EXERCISE TASK:
Present the following data again exactly as it is shown.

RECORDS SHOWN:
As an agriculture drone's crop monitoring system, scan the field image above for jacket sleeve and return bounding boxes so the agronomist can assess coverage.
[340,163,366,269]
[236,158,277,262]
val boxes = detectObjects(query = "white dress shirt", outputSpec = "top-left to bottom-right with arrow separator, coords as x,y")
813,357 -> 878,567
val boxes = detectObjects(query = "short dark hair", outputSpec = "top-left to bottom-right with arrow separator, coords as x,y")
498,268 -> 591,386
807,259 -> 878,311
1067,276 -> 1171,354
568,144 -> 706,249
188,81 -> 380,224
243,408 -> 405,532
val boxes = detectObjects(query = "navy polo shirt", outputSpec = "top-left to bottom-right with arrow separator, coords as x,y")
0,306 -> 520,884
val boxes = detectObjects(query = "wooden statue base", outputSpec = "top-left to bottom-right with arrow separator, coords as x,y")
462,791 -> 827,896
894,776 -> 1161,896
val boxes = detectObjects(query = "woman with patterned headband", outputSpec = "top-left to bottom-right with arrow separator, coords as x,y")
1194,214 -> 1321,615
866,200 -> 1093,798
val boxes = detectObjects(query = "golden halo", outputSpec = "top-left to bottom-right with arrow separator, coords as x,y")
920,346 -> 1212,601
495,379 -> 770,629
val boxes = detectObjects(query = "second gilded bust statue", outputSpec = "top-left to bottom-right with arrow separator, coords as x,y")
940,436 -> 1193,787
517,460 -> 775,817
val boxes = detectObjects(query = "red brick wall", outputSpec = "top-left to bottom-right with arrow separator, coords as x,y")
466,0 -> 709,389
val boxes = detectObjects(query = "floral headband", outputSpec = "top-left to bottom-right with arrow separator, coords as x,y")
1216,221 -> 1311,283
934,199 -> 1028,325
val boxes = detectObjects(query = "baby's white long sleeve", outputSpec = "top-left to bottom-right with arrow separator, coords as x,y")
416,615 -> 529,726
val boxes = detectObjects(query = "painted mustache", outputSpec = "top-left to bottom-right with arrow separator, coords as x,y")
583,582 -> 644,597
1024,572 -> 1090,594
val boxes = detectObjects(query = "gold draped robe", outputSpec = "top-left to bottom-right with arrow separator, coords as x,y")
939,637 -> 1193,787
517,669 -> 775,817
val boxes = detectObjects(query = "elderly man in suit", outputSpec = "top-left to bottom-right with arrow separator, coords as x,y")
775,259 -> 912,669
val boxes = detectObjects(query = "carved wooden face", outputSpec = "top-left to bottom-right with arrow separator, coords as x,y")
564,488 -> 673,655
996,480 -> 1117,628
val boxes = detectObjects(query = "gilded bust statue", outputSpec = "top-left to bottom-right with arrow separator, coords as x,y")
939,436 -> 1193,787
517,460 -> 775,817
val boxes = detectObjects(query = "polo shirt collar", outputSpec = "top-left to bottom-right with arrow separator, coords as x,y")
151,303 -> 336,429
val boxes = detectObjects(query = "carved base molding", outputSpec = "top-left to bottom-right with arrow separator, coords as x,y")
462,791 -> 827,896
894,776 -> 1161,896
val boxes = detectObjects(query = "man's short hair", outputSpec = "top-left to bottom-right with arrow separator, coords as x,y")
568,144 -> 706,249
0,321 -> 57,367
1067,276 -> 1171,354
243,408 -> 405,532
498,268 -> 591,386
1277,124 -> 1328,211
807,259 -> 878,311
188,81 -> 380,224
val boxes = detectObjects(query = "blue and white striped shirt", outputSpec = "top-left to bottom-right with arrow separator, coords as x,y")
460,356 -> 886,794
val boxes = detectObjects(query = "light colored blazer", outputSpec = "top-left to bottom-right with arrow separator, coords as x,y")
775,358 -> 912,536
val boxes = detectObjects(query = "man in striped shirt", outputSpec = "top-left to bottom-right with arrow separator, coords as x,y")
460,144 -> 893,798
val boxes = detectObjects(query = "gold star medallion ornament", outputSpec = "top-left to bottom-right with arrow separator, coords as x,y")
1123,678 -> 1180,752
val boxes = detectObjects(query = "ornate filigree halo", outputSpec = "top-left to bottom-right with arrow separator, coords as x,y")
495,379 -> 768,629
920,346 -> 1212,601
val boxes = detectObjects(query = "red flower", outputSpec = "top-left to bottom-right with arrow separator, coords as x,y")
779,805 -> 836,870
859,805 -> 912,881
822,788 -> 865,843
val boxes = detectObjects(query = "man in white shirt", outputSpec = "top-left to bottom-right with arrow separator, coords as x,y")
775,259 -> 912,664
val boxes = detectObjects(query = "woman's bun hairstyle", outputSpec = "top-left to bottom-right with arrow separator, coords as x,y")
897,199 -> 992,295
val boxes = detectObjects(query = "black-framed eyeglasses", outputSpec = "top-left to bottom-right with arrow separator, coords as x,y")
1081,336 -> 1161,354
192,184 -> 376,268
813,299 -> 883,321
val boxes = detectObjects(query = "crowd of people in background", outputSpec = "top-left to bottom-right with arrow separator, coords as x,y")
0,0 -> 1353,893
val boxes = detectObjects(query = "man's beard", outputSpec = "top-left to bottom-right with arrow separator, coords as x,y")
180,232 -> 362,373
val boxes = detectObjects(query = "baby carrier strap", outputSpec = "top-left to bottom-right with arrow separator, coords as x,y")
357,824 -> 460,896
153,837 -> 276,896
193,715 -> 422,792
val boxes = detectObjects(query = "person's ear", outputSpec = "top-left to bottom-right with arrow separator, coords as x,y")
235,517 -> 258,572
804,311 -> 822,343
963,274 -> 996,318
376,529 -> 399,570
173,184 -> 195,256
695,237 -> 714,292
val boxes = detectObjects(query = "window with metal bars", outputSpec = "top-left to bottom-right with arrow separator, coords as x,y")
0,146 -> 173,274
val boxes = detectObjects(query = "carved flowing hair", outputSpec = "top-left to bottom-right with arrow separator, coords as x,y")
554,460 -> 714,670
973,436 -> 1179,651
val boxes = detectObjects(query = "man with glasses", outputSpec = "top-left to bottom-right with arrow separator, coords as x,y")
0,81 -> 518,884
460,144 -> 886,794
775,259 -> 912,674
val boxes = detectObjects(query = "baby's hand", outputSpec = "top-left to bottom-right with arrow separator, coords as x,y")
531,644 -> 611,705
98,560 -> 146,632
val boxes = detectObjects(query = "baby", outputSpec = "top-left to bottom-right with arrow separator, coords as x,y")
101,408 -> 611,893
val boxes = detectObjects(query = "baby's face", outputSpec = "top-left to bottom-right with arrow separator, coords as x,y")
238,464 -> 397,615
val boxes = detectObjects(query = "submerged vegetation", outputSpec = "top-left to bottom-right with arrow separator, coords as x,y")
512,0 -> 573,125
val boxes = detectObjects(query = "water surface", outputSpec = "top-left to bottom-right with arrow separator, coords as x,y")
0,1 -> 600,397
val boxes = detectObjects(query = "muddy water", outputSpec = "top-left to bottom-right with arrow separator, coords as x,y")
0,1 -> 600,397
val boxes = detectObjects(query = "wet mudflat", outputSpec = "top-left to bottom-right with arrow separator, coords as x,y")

RIGHT ANSWER:
As an agriculture drone's crop monitoring system, scan the field image above for jacket sleeve and return bounding boxes so the agronomist can assess coverage.
[340,163,366,269]
[236,158,277,262]
val boxes = detectObjects(query = "white dress shirt", outputSpec = "top-left to bottom-right with arrow separator, coords as x,y")
813,357 -> 878,567
val boxes = detectObjects(query = "short dark hair", outputSpec = "top-left to bottom-right with arrow separator, coords as x,y")
498,268 -> 591,386
807,259 -> 878,311
1067,276 -> 1171,354
568,144 -> 706,249
188,81 -> 380,224
243,408 -> 405,532
val boxes = detectObjects(query = "navy polo shirt", outputSpec = "top-left to bottom-right with arrow separator, coords as x,y")
0,306 -> 520,884
val boxes = detectObjects(query = "wooden statue base", outputSpec = "top-left to bottom-right with arrow separator, coords as x,y")
462,791 -> 827,896
894,776 -> 1161,896
val boxes = detectObjects(query = "woman with patterned headband", outputSpec = "top-left to bottom-right with arrow separator, coords as x,y")
1194,214 -> 1321,615
866,200 -> 1093,798
val boxes = detectObjects(query = "golden halo", outputSpec = "top-left to bottom-right with arrow separator, coords as x,y")
920,346 -> 1212,601
495,379 -> 770,629
val boxes = detectObjects(query = "second gilded bust statue", outputSpec = "top-left to bottom-right with arrow separator, coords as x,y")
940,436 -> 1193,787
517,460 -> 775,817
val boxes = detectObjects(query = "red brick wall", outputSpec = "top-left to bottom-right with arrow separator, coords as x,y")
466,0 -> 709,389
val boxes = detectObjects(query = "floral headband", outputSpec = "top-left to bottom-right with arrow separator, coords as x,y")
1216,221 -> 1311,283
934,199 -> 1028,325
val boxes = detectObjects(query = "baby's white long sleeve", outputSpec = "top-left to bottom-right with arrow separator, coords as x,y")
416,615 -> 529,726
val boxes = detectObjects(query = "painted mustache", outputSpec = "top-left to bottom-right with arrow separator, coords as x,y")
583,582 -> 644,597
1024,572 -> 1090,594
val boxes = detectObjects(query = "gold draped robe", outputSpec = "top-left to bottom-right with arrow separator, coords as x,y")
939,637 -> 1193,787
517,669 -> 775,817
val boxes = detectObjects(query = "elderly man in suit", outputSpec = "top-left to bottom-right with arrow separator, coords as x,y")
775,259 -> 912,669
val boxes = detectObjects(query = "carved wooden face", outputSpec = "top-left to bottom-right with arrow separator, coords as x,y")
564,488 -> 673,655
996,480 -> 1117,628
val boxes = detectObjects(query = "gilded bust statue", outputSpec = "top-left to bottom-right with arrow separator, coords as x,y")
939,436 -> 1193,787
517,460 -> 775,817
val boxes = detectObjects(query = "polo shirt collar", outputSpec = "top-left to bottom-right with arrow separator, coords as x,y")
151,303 -> 336,429
val boxes = detectObjects(query = "carved base molding", outputSpec = "top-left to bottom-right with arrow separator, coords as x,y")
462,791 -> 827,896
894,776 -> 1161,896
val boxes = detectObjects(query = "man's short hair", outputSpec = "top-left to bottom-right with arrow separator, coords as x,y")
568,144 -> 706,249
0,321 -> 57,367
1067,276 -> 1171,354
243,408 -> 405,532
498,268 -> 591,386
1277,124 -> 1328,211
807,259 -> 878,311
188,81 -> 380,224
val boxes = detectObjects(query = "blue and white striped shirt", outputSpec = "top-left to bottom-right with arrow separator, coords as x,y")
460,356 -> 886,794
val boxes = detectObjects(query = "light colored blazer", outputSpec = "top-left to bottom-right with arrow separator, coords as x,y")
775,358 -> 912,536
val boxes = detectObjects(query = "man in striped shirt", outputSpec = "top-left to bottom-right with arrow separator, coords as x,y")
460,144 -> 893,798
val boxes = detectObjects(query = "gold star medallion ornament", outputSpec = "top-left to bottom-right with arrow separator, coords as x,y")
1123,678 -> 1180,752
val boxes = detectObjects(query = "ornate filigree halo", outputSpec = "top-left to bottom-right with arrow separator, coords as x,y")
495,379 -> 768,629
920,346 -> 1212,601
val boxes = detectObjects(query = "red flower", outputSpec = "top-left to bottom-right with arrow separator, coords as x,y")
779,805 -> 836,870
859,805 -> 912,881
822,788 -> 865,843
val boxes = detectObjects(query = "man in white shirt", outputSpec = "top-left to bottom-right with arrow separator, coords as x,y")
775,259 -> 912,664
val boxes = detectObjects(query = "woman's bun hairstyle", outputSpec = "top-left to bottom-right with arrow separator, coords as x,y")
897,199 -> 992,295
val boxes = detectObjects(query = "black-framed eyeglasses", outputSpec = "top-left to bottom-right with arrow separator, coords as x,y")
1081,336 -> 1161,354
192,184 -> 376,268
813,299 -> 883,321
val boxes = detectObjects(query = "crowd of people in background", outputSpec = "top-left to bottom-right with arrow separator, coords as x,y")
0,0 -> 1353,893
val boxes = detectObjects(query = "man's beard", outputSpec = "top-left to bottom-right with arrow separator, coords as x,y")
180,232 -> 362,373
val boxes = detectObjects(query = "baby carrier strap", outputSpec = "top-left to bottom-right with arrow separator, coords as x,y")
357,824 -> 460,896
153,837 -> 276,896
193,715 -> 422,792
val boxes = detectObjects(query = "person's ear", outputSpec = "top-left to bottom-right with arrow separator, coords as x,y")
235,517 -> 258,572
804,311 -> 822,343
963,274 -> 996,318
376,529 -> 399,570
173,184 -> 195,256
695,237 -> 714,292
val boxes = detectObjects(query = "window with metal bars", outputSpec = "top-left to bottom-right with arrow separator, coords as x,y")
0,146 -> 173,274
val boxes = detectObjects(query = "carved flowing hair", outputSpec = "top-left to bottom-right with arrow separator, coords as x,y")
554,460 -> 714,670
973,436 -> 1179,651
val boxes = detectObjects(query = "man with glasses", outputSpec = "top-left to bottom-right with arrow separator, coords as x,y")
0,81 -> 518,884
460,144 -> 886,794
775,259 -> 912,674
val boxes = detectObjects(query = "baby's hand", outputSpec = "top-left to bottom-right with arrow separator, coords as x,y")
531,644 -> 611,705
98,560 -> 146,632
val boxes = detectObjects(query = "baby", outputSpec = "top-left to bottom-right with arrow separator, coords as x,y")
101,408 -> 611,893
val boxes = detectObjects(query = "baby's face", outputSpec = "top-left to bottom-right with arrow separator, coords as x,y")
238,464 -> 397,615
val boxes = detectObjects(query = "submerged vegetation", outputSpec = "top-left to bottom-right with arrow separator, coords as x,y")
512,0 -> 573,125
val boxes = detectObjects(query = "water surface", outputSpec = "top-left to bottom-right with arrow separator, coords as x,y")
0,1 -> 600,397
val boxes = detectObjects(query = "muddy water", outputSpec = "top-left to bottom-right with arrow separator, coords as x,y")
0,1 -> 600,397
val boxes = detectObjects(query = "wet mudflat", outputSpec = "top-left to bottom-right with arrow separator, coords as x,y")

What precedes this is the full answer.